#### Instruction:
Output exactly the lines between the line that contains "Pin the rope, one" and the last line of the material, counting both.
── Data excerpts
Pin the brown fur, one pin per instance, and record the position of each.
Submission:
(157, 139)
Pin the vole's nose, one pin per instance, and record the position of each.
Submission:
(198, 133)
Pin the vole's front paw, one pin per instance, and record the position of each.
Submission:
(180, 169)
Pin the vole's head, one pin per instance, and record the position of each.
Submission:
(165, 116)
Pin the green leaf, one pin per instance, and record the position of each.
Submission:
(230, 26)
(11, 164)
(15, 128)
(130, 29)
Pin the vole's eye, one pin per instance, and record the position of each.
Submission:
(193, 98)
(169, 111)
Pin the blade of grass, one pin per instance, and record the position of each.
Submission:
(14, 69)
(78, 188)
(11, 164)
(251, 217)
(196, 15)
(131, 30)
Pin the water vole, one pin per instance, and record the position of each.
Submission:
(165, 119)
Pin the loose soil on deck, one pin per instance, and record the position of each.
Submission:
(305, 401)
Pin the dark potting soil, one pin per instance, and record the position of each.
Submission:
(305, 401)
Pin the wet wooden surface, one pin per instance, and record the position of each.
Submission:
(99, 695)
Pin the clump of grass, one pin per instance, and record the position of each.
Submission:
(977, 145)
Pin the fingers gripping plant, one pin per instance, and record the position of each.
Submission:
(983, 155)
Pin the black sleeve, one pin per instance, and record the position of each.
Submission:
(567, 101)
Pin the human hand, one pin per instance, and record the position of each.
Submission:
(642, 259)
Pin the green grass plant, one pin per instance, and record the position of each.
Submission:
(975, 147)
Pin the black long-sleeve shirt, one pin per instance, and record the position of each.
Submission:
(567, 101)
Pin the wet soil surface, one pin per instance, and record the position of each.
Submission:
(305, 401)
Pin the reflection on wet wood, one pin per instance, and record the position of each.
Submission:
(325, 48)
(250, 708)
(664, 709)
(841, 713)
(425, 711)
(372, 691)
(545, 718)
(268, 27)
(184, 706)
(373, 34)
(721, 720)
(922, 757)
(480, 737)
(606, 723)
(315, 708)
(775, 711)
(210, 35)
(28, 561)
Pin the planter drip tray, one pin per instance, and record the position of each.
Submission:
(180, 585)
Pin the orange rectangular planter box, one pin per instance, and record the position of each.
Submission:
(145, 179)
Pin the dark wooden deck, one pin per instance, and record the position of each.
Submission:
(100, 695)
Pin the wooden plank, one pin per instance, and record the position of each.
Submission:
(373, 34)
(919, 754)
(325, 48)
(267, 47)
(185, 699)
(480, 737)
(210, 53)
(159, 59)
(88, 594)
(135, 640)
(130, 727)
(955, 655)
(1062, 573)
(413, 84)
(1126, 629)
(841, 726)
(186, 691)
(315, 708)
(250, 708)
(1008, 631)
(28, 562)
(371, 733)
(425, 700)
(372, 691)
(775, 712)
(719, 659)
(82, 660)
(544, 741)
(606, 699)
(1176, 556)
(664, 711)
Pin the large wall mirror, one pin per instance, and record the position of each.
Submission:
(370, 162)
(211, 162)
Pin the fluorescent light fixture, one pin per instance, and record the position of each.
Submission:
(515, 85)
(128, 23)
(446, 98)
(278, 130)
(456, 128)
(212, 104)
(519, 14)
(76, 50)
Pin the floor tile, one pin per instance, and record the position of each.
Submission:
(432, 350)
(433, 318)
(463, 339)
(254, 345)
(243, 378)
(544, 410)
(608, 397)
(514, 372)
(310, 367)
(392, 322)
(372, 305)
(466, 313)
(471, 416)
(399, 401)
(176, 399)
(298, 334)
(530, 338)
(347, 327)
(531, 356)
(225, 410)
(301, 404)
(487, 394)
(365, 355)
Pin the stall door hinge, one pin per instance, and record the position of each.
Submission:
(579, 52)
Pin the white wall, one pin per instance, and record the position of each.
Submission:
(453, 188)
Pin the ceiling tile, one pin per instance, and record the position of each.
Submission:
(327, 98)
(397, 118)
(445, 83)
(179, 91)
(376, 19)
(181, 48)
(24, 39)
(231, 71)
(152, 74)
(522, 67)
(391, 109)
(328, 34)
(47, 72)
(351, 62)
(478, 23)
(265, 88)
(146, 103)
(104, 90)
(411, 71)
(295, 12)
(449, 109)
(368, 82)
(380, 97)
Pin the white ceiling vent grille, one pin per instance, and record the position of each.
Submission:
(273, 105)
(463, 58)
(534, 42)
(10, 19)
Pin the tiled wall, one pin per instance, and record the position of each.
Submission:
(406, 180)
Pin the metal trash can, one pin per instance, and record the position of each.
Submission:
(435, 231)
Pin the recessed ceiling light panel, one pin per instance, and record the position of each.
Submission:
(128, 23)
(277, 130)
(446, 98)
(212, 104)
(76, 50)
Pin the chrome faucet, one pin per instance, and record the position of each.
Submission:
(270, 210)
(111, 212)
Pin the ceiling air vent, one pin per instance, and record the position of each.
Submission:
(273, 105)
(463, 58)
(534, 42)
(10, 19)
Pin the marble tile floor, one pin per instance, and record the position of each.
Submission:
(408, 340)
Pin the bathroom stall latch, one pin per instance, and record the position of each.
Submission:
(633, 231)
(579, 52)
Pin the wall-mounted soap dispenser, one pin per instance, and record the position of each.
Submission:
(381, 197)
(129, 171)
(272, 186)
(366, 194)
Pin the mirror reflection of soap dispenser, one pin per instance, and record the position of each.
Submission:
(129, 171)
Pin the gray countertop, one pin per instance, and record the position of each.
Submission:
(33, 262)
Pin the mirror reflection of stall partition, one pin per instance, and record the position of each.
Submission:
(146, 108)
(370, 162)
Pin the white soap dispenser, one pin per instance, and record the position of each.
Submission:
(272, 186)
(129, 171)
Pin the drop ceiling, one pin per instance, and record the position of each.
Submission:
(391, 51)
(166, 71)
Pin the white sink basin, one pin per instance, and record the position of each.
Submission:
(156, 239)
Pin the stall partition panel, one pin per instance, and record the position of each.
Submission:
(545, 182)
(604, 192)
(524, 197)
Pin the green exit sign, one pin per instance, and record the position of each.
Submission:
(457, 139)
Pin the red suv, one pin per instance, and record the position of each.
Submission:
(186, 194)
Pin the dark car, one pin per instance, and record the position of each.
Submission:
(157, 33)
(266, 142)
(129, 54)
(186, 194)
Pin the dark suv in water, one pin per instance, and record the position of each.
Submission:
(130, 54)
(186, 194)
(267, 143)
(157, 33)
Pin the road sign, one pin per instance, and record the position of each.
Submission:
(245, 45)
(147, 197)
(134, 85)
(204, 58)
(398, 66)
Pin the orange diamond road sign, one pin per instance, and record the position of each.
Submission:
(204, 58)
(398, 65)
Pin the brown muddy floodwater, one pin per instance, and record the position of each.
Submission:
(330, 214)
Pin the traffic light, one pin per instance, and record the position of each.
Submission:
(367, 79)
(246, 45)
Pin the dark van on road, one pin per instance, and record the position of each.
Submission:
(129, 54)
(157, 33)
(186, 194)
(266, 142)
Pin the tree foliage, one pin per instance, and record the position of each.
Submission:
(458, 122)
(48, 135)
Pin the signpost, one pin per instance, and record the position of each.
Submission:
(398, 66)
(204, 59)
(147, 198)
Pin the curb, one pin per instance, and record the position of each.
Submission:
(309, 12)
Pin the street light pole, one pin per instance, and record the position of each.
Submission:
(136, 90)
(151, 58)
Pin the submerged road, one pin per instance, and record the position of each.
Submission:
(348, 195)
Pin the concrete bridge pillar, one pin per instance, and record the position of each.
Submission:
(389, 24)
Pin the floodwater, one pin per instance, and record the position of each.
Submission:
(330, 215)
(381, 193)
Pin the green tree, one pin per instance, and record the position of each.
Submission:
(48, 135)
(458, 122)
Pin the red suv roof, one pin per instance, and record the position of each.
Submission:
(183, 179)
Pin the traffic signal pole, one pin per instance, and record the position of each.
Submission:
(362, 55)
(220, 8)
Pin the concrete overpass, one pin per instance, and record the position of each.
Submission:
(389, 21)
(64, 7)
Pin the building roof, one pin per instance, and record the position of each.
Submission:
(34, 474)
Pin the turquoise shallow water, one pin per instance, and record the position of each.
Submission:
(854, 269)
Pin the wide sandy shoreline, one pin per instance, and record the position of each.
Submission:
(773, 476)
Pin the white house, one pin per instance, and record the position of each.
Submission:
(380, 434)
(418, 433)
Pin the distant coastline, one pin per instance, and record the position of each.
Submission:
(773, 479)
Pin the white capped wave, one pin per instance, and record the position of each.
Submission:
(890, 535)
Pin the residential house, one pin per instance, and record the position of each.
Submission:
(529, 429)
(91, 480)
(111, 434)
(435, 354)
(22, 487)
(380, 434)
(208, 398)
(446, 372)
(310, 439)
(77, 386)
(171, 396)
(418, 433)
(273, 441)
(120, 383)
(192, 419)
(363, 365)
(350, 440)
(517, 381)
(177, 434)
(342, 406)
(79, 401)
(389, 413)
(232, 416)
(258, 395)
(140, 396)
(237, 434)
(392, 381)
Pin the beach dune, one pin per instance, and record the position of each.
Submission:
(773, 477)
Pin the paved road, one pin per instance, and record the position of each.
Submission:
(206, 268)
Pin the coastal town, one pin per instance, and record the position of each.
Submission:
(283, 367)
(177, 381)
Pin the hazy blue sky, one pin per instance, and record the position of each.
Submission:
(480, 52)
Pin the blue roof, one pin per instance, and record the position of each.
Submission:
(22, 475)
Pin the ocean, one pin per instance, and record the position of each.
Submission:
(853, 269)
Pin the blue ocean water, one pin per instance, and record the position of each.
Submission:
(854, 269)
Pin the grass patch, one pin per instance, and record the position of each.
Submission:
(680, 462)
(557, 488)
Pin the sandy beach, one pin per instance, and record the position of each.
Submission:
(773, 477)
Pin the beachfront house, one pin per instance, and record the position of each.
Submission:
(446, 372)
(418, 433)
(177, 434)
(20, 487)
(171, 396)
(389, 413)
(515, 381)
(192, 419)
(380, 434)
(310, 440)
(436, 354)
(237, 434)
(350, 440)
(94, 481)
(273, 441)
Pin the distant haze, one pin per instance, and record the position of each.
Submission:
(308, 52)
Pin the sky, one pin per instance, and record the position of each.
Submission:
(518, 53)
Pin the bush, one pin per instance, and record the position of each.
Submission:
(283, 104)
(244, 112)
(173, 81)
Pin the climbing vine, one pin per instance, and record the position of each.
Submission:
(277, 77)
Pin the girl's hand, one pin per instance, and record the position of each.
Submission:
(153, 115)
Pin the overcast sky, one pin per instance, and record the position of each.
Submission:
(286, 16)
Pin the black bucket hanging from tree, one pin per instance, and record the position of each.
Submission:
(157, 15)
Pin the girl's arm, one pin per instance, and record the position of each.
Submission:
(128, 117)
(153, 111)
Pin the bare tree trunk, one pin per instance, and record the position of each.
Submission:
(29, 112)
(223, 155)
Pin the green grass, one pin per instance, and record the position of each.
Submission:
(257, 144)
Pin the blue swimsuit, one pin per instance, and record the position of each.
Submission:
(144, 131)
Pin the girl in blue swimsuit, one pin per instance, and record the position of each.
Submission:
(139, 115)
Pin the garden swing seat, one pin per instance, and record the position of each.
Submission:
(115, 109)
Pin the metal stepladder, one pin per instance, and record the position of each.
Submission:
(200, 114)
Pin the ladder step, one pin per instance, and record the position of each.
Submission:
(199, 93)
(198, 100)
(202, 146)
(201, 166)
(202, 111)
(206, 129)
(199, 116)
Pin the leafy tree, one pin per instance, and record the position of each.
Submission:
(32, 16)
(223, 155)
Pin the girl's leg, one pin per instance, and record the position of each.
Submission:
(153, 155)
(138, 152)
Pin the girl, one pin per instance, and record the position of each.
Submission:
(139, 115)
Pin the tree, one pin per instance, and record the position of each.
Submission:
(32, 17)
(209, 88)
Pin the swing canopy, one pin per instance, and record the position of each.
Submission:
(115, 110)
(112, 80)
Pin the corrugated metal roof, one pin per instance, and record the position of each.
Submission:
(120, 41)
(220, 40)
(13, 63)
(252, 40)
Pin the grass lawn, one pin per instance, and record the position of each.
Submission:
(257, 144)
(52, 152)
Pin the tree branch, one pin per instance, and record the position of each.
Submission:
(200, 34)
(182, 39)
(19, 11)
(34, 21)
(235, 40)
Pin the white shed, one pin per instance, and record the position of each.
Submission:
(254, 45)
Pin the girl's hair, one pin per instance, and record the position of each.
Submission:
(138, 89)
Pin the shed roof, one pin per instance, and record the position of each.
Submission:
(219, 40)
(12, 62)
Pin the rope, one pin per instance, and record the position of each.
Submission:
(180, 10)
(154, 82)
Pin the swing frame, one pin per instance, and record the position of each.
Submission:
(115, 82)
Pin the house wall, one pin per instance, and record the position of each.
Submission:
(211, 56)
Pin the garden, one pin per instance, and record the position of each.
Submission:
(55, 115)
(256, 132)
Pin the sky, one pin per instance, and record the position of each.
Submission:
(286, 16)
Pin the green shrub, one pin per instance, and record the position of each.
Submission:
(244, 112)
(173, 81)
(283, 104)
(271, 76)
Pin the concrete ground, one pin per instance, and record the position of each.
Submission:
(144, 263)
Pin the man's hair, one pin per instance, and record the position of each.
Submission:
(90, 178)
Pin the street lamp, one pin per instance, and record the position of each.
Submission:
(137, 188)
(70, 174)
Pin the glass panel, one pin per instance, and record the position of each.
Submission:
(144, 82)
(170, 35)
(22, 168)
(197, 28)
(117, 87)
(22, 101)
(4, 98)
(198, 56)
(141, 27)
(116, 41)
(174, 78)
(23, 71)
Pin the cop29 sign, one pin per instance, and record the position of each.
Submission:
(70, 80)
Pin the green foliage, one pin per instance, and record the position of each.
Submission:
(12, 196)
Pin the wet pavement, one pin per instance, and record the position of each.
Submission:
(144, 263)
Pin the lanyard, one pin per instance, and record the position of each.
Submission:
────
#### The reply:
Pin the rope, one pin per instance, and record the position of each.
Submission:
(180, 10)
(154, 82)
Pin the swing frame, one pin per instance, and record the position of each.
Submission:
(115, 82)
Pin the house wall, one pin per instance, and record the position of each.
Submission:
(211, 56)
Pin the garden, one pin per instance, and record the position of each.
Submission:
(55, 115)
(256, 132)
Pin the sky, one pin per instance, and record the position of each.
Submission:
(286, 16)
Pin the green shrub, one pin per instance, and record the position of each.
Submission:
(244, 112)
(173, 81)
(283, 104)
(271, 76)
Pin the concrete ground, one pin per instance, and record the position of each.
Submission:
(144, 263)
Pin the man's hair, one pin per instance, and record the position of each.
Submission:
(90, 178)
Pin the street lamp, one pin per instance, and record the position of each.
Submission:
(137, 188)
(70, 174)
Pin the glass panel, one pin per instance, and record the position of each.
Submission:
(144, 82)
(170, 35)
(22, 168)
(197, 28)
(117, 87)
(22, 101)
(4, 98)
(198, 56)
(141, 27)
(116, 41)
(174, 78)
(23, 71)
Pin the cop29 sign, one pin per instance, and record the position of each.
Submission:
(70, 80)
Pin the green foliage, one pin per instance, and record the position of each.
Submission:
(12, 196)
Pin the wet pavement, one pin per instance, and record the position of each.
Submission:
(144, 263)
Pin the lanyard, one pin per instance, and record the position of each.
Submission:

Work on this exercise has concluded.